**WHAT YOU WILL DO:**
[1] Update the blog post about Miss Nancy Sue, starting at "This blog is" and ending at "to write about.", and put "parenting" wherever "motherhood" appears.
[2] Pick up the blog post about Miss Nancy Sue right after its final sentence and keep writing.

**SELECTED TEXT:**
This blog is definitely for my experience with motherhood and being the best mother I can possibly be through Christ and Christ alone. However, when a mom loses a mentor suddenly, the mentor becomes a priority to write about.
Last Spring I taught a women’s Bible Study on Overcoming Fear Worry and Anxiety (Fitzpatrick). One of my most faithful women was Miss Nancy Sue. I think she only missed one session. Miss Nancy Sue was many years older than me (I think she could at least be my grandmother) but she acted like I had so much to teach throughout the Bible Study. She had her Ph.D. from Columbia International and was a principle of Alice Drive Elementary in Sumter for years. I had a lot to learn from her! She encouraged me so, and told me that God had really given me a special gift for teaching. I know God put her in my life to encourage me in the confidence of this gift he has so richly given to both me and Charlie. She would always pray when Jackson was sick and I really would talk to her about every other week. She never married or had children so she had time to devote her life for eternity and time to pour her life into others even though she could not even stand up all the way because her back was so messed up.

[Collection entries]
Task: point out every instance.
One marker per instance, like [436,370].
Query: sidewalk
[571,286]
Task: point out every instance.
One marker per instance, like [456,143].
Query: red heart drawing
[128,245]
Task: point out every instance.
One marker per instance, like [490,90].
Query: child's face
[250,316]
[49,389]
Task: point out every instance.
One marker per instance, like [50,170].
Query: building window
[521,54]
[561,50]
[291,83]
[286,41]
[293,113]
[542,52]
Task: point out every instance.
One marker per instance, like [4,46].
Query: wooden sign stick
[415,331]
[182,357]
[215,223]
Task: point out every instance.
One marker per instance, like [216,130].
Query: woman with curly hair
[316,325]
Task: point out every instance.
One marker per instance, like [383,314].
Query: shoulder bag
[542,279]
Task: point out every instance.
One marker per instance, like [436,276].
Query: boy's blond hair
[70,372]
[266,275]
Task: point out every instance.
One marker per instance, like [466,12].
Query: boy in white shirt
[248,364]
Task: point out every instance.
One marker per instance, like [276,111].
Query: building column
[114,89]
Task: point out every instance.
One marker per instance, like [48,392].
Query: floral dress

**ANSWERS TO THE PROBLEMS:**
[1]
This blog is definitely for my experience with parenting and being the best mother I can possibly be through Christ and Christ alone. However, when a mom loses a mentor suddenly, the mentor becomes a priority to write about.

[2]
The past Sunday morning Charlie came to me with the look on his face (one he cannot hide from me) that something was very wrong. I was about to teach my huge class of 4th grade girls. He said, “Honey, you know Miss Nancy Sue had hernia surgery last week,” I nodded my head in response. He preceded to tell me that she had complications from the surgery and had thrown up a lot (Charlie had seen her in the hospital last week) and they think she had a blood clot and a stroke and was now on a ventilator. What? I was in complete shock. She had just given me my book back, Trusting God (Bridges), a couple of weeks ago. All she was having was hernia surgery. Being almost 7 months pregnant I started crying and could not stop. For some people, it takes them a while to process information. For me, it hits me like a ton of bricks and I immediately react. I was able to get it together by God’s grace and teach Sunday school. I was just so upset that I had not called her back last Sunday night when she told me to pray fro her surgery (I just made sure Charlie went to see about her in the hospital).
After Sunday School, Charlie and I walked across the street to Baptist hospital to at least see her sister. I know that because she does not have a husband and children, I would be able to at least talk to her sister. Her sister and children had just arrived, but they wanted me to see her. I have never seen someone on a ventilator (life-support) and it is so terrible. The machine really makes a person’s body shake upwards for breathing to occur. I told her that I was sorry that I did not get a chance to call her the last week (I spoke to her the week before) and that I loved her and I was glad that she soon would not be in anymore pain. Our wonderful senior adults pastor came in (God has given him an unbelievable gift) and we prayed over her.
She went to be with her Savior yesterday at 4:30 pm after being taken off life support around lunch
• I am really upset because of selfish reasons. I will miss her calling and praying for my little ones…she was so excited about this little girl. I will miss her blunt encouragement. However, I know she is no longer in pain, and I am praising God for that.
• One of the last things she said to Charlie was that she hoped I would teach Trusting God (Bridges) next spring. This certainly is an encouragement to find time to do both children’s ministry and women’s ministry.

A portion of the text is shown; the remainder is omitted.